TEXT UNDER STUDY:

Some thyroid conditions require prescription medication or even surgery, but there is growing evidence that selenium — a key micronutrient that is found in many foods and is available as a dietary supplement — can help protect against thyroid disease and reduce symptoms in patients who have already developed thyroid conditions. Read on to learn more about this crucial micronutrient and how to incorporate it into a healthy diet that supports thyroid health.

How Selenium Supports Thyroid Health

Of all the organs in the body, the thyroid is the one with the highest concentration of selenium, and for good reason — selenium plays an important role in two cellular processes that are essential for thyroid health. Specifically, it is incorporated into certain proteins — called “selenoproteins” — that play one of two major roles:

  • Some selenoproteins act as antioxidants to protect the thyroid from damage. When making thyroid hormones, the cells of the thyroid generate free radicals, such as hydrogen peroxide. Certain types of selenoproteins can get rid of these dangerous substances, which can otherwise damage or even destroy the cells of the thyroid gland, severely disrupting its function.

THINGS TO DO:
a) According to the text on selenium and thyroid health, which organ in the body has the highest concentration of selenium?
b) Repeat the portion of the text on selenium and thyroid health starting with "How Selenium Supports" and going on through "disrupting its function.".
The data bear no relation to the text on selenium and thyroid health.

SUPPLIED DATA:
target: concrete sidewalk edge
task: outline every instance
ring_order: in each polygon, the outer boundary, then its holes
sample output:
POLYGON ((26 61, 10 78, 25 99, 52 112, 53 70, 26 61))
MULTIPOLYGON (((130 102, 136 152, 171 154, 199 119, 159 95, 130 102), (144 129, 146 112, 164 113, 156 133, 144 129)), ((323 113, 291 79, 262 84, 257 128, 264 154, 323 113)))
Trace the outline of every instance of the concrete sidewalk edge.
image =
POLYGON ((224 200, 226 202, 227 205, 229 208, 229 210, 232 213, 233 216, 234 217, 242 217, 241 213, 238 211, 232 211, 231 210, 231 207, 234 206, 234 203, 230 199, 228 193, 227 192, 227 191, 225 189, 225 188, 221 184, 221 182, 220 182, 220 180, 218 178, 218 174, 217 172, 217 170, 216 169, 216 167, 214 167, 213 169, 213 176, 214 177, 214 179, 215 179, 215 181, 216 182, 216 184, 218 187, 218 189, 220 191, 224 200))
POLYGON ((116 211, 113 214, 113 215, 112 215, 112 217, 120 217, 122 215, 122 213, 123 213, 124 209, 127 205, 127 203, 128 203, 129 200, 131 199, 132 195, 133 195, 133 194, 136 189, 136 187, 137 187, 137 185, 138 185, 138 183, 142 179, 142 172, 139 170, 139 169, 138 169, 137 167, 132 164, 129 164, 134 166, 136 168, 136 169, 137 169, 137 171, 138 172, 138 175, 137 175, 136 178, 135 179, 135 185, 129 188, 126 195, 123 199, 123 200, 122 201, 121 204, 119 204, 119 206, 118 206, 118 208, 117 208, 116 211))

SOLVED PROBLEMS:
a) The thyroid.

b)
How Selenium Supports Thyroid Health

Of all the organs in the body, the thyroid is the one with the highest concentration of selenium, and for good reason — selenium plays an important role in two cellular processes that are essential for thyroid health. Specifically, it is incorporated into certain proteins — called “selenoproteins” — that play one of two major roles:

  • Some selenoproteins act as antioxidants to protect the thyroid from damage. When making thyroid hormones, the cells of the thyroid generate free radicals, such as hydrogen peroxide. Certain types of selenoproteins can get rid of these dangerous substances, which can otherwise damage or even destroy the cells of the thyroid gland, severely disrupting its function.